■ Dataset records ■

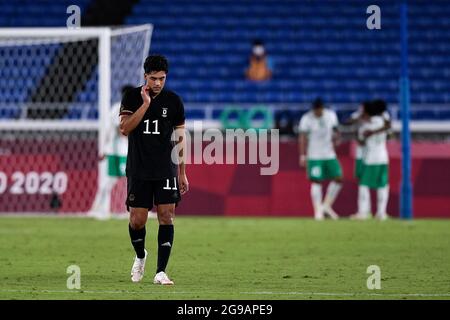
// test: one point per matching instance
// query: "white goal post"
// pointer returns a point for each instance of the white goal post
(57, 90)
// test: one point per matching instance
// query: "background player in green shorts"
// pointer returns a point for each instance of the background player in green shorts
(375, 160)
(318, 134)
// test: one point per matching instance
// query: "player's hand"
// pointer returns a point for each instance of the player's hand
(184, 184)
(145, 95)
(302, 161)
(367, 133)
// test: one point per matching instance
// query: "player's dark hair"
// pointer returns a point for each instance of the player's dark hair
(156, 63)
(318, 103)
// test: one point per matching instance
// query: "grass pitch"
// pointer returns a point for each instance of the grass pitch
(228, 258)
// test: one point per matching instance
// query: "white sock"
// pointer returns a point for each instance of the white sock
(382, 200)
(363, 201)
(332, 192)
(316, 197)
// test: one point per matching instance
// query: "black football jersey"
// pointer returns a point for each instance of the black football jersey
(150, 143)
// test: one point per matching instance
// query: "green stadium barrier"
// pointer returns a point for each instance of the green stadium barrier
(245, 118)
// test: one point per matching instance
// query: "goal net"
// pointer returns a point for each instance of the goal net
(59, 94)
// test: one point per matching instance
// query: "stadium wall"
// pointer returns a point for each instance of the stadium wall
(231, 190)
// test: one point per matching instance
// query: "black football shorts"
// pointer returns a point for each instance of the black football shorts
(146, 193)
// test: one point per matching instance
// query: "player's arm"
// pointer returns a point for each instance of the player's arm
(302, 145)
(128, 122)
(336, 136)
(180, 136)
(386, 127)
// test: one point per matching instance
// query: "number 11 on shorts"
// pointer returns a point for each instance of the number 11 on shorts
(167, 187)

■ TASK DETAILS ■
Return all of the data exactly as written, and drop the pictures.

■ FINAL ANSWER ■
// test: one point per matching instance
// query: "white goal post"
// pointer returns a point for each instance of the white goal post
(57, 90)
// test: one point per matching instance
// query: "background player in green shorts"
// pointer returns a point for each instance of the background player in green shorts
(375, 160)
(318, 134)
// test: one point per matching instance
// query: "player's hand"
// pointer returns a point for each instance of the player's hand
(184, 184)
(145, 95)
(302, 161)
(367, 133)
// test: one point per matching instance
// query: "player's dark hair"
// pointer returns a point for each instance of the player's dark hair
(156, 63)
(318, 103)
// test: one point per matching instance
// query: "grass pitch"
// pointer returns a point for each instance of the grass pitch
(228, 258)
// test: one point per matching instance
// query: "white sock"
// pointer returns a point for each instance of the white sock
(382, 200)
(363, 201)
(332, 192)
(316, 197)
// test: one point per matching instance
// query: "black football jersey"
// pointer returns a point for each instance of the black football jersey
(150, 143)
// test: one point per matching instance
// query: "green stadium barrier"
// pointer returns a point for each instance of the green stadium barrier
(245, 118)
// test: one point per matching instance
// query: "goal net"
// pointer returns a point for each instance of the goal net
(59, 94)
// test: one point per matching instance
// query: "stadium wall"
// pointer returns a point for each instance of the stadium wall
(231, 190)
// test: one point per matching instance
// query: "black football shorts"
// pointer returns a point for each instance of the black football shorts
(146, 193)
// test: one point per matching instance
// query: "player's arm"
// pointer returns a point for each instance of the player's arm
(302, 145)
(128, 122)
(336, 136)
(180, 136)
(386, 127)
// test: one point per matching instance
// query: "number 11 on shorts"
// pointer returns a point for each instance of the number 11 on shorts
(167, 187)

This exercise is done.